### Consigne 1:
Reformulez en liste JSON de chaînes, à raison d'une chaîne par ligne et sans les lignes vides, le passage des lignes de données qui s'ouvre sur la ligne contenant « Note: for every instance of the baltimore » et se clôt sur celle contenant « [[128, 213], [440, 336]] », ces deux lignes comprises.

### Texte de la page:
════════

Dans l’histoire de la musique, il y a toujours eu ceux qui ont bon goût, qui savent, et puis les autres. Mais il existe aussi des petites communautés en marge qui se foutent du bon goût, de l’avis du voisin. Même pas persuadés d’avoir meilleur goût que les autres, ils se foutent de tout ça et aiment la musique simplement pour ce qu’elle est. Ce qui, à mon sens devrait tous nous animer. Les fans de métal (et encore, je ne parle pas du métal sérieux, celui qui a une légitimité, type Sunn O))) ou Blut Aus Nord) ne se posent pas de question, non, vraiment, pas le temps…
Le nouvel album d’Iron Maiden arrivant à la rentrée et je l’ai écouté. Pas facile à placer dans une conversation mondaine ça: « Quoi, t’as écouté le dernier Maiden ? Oh la looooooooose ! ».
Sans avoir l’intention de réécrire l’histoire, Iron Maiden, c’est un mur complet de l’histoire du Heavy Metal. Apparu à la fin des années 70, le groupe va aligner des albums essentiels pour qui aime le style, ce type de métal un peu théâtral et grandiloquent, où, musicalement, on doit autant au métal qu’au prog rock. Peut-on aimer The Ex, Can, Sonic Youth, Tindersticks et autres, tout en aimant Iron Maiden ? Et bien moi, oui. Il faut dire que jusqu’à leur album Seventh Son Of A Seventh Son, j’étais un grand fan. Une erreur de jeunesse ? Peut-être. En attendant, même si après, je les ai un peu perdu de vue, ils ne sont jamais restés bien loin.

════════

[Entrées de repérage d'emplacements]
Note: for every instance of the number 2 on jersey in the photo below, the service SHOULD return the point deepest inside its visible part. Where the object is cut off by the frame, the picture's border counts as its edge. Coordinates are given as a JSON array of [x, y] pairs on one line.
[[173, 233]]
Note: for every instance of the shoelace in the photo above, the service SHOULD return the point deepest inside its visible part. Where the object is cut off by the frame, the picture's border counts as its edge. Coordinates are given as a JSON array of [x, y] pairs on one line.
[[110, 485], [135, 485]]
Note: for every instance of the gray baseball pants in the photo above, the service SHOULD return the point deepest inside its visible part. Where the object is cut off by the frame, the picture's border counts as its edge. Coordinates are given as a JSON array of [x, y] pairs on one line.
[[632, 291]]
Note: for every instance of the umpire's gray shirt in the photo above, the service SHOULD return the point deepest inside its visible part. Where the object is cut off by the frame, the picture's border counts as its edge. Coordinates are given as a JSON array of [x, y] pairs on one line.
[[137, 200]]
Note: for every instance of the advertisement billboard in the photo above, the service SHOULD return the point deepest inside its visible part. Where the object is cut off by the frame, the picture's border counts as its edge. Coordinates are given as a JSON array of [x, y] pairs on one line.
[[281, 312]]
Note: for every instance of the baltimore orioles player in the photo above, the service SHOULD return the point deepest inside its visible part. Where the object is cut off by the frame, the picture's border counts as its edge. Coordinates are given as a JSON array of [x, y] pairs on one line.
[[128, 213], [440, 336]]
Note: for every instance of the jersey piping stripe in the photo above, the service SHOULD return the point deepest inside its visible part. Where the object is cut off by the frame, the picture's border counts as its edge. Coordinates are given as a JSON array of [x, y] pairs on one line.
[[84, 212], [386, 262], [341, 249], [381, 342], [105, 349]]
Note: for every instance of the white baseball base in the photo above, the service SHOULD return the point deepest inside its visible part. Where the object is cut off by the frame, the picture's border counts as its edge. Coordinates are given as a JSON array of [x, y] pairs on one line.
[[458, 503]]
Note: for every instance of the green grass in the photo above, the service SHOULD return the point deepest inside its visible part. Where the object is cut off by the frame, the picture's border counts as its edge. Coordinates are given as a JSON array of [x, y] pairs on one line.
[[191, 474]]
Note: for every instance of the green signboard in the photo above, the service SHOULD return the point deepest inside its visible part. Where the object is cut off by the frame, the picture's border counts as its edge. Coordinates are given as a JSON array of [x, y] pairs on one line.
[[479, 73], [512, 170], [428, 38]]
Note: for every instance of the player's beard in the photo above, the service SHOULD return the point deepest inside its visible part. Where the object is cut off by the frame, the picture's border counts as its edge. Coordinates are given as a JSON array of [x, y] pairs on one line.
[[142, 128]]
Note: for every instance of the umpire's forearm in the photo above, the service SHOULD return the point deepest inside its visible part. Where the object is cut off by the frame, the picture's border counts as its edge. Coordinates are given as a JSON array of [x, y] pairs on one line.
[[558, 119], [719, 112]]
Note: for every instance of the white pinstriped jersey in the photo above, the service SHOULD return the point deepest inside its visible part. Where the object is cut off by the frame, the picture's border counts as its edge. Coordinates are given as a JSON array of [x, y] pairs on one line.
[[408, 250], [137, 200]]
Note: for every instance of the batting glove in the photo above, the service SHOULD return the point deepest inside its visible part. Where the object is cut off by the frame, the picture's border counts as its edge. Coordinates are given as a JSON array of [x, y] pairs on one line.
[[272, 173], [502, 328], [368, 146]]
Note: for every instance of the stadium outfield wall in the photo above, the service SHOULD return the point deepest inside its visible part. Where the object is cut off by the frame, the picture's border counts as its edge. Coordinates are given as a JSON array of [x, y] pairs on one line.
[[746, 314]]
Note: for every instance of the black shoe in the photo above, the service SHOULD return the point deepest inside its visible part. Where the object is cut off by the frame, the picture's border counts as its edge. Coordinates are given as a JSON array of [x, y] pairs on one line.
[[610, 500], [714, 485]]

════════

### Consigne 2:
D'après le texte sur Iron Maiden, à quel moment le groupe est-il apparu ?

### Corrigé 1:
[
  "Note: for every instance of the baltimore orioles player in the photo above, the service SHOULD return the point deepest inside its visible part. Where the object is cut off by the frame, the picture's border counts as its edge. Coordinates are given as a JSON array of [x, y] pairs on one line.",
  "[[128, 213], [440, 336]]"
]

### Corrigé 2:
À la fin des années 70.